▼
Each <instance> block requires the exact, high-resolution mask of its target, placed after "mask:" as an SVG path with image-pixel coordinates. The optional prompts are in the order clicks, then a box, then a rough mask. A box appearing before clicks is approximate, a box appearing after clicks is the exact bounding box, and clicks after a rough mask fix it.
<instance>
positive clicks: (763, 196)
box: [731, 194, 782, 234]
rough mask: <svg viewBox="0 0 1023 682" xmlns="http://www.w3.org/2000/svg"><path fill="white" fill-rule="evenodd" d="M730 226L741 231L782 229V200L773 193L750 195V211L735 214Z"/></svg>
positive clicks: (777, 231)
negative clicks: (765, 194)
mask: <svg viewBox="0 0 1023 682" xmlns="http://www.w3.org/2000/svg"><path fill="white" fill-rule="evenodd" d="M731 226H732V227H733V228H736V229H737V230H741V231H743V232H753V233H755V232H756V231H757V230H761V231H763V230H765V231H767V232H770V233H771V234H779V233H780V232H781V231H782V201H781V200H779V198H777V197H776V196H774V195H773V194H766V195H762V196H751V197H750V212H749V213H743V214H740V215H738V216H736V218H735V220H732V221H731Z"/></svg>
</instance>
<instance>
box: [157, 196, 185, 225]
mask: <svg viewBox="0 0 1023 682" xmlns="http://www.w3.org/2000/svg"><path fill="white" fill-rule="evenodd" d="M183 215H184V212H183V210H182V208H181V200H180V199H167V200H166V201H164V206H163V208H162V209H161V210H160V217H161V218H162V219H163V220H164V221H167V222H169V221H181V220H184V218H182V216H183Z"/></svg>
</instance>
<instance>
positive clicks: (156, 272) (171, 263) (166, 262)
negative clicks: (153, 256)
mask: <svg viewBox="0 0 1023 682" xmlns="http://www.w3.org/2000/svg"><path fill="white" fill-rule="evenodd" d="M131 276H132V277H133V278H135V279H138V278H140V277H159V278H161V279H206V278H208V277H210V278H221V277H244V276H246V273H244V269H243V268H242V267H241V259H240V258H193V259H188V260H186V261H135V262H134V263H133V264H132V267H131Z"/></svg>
▲
To-do item >>
Please transcribe all of the items above line for line, leaving every character unchanged.

Written solution >>
Each <instance> block requires the exact, high-resolution mask of its target, placed after "mask:" as an SVG path with image-pixel coordinates. The optional prompts are in the order clicks, then a box, then a rough mask. A box appearing before clicks is approximate, a box appearing after clicks is the exact bounding box, and clicks after a rough mask fix it.
<instance>
positive clicks: (763, 196)
box: [731, 194, 782, 234]
rough mask: <svg viewBox="0 0 1023 682" xmlns="http://www.w3.org/2000/svg"><path fill="white" fill-rule="evenodd" d="M730 226L741 231L782 229V200L773 193L750 195V211L735 214Z"/></svg>
positive clicks: (777, 231)
negative clicks: (765, 194)
mask: <svg viewBox="0 0 1023 682" xmlns="http://www.w3.org/2000/svg"><path fill="white" fill-rule="evenodd" d="M731 226H732V227H733V228H736V229H737V230H741V231H743V232H753V233H755V232H756V231H757V230H761V231H763V230H765V231H767V232H770V233H771V234H779V233H780V232H781V231H782V201H781V200H779V198H777V197H776V196H774V195H773V194H766V195H762V196H751V197H750V212H749V213H743V214H740V215H738V216H736V218H735V220H732V221H731Z"/></svg>
</instance>
<instance>
box: [157, 196, 185, 225]
mask: <svg viewBox="0 0 1023 682" xmlns="http://www.w3.org/2000/svg"><path fill="white" fill-rule="evenodd" d="M183 215H184V212H183V210H182V208H181V200H180V199H167V200H166V201H164V206H163V208H162V209H161V210H160V217H161V218H162V219H163V220H164V221H167V222H169V221H181V220H184V218H182V216H183Z"/></svg>
</instance>
<instance>
positive clicks: (156, 272) (171, 263) (166, 262)
negative clicks: (153, 256)
mask: <svg viewBox="0 0 1023 682" xmlns="http://www.w3.org/2000/svg"><path fill="white" fill-rule="evenodd" d="M131 276H132V277H133V278H135V279H138V278H140V277H159V278H161V279H206V278H208V277H210V278H221V277H244V276H246V273H244V269H243V268H242V267H241V259H240V258H193V259H188V260H186V261H135V262H134V263H133V264H132V267H131Z"/></svg>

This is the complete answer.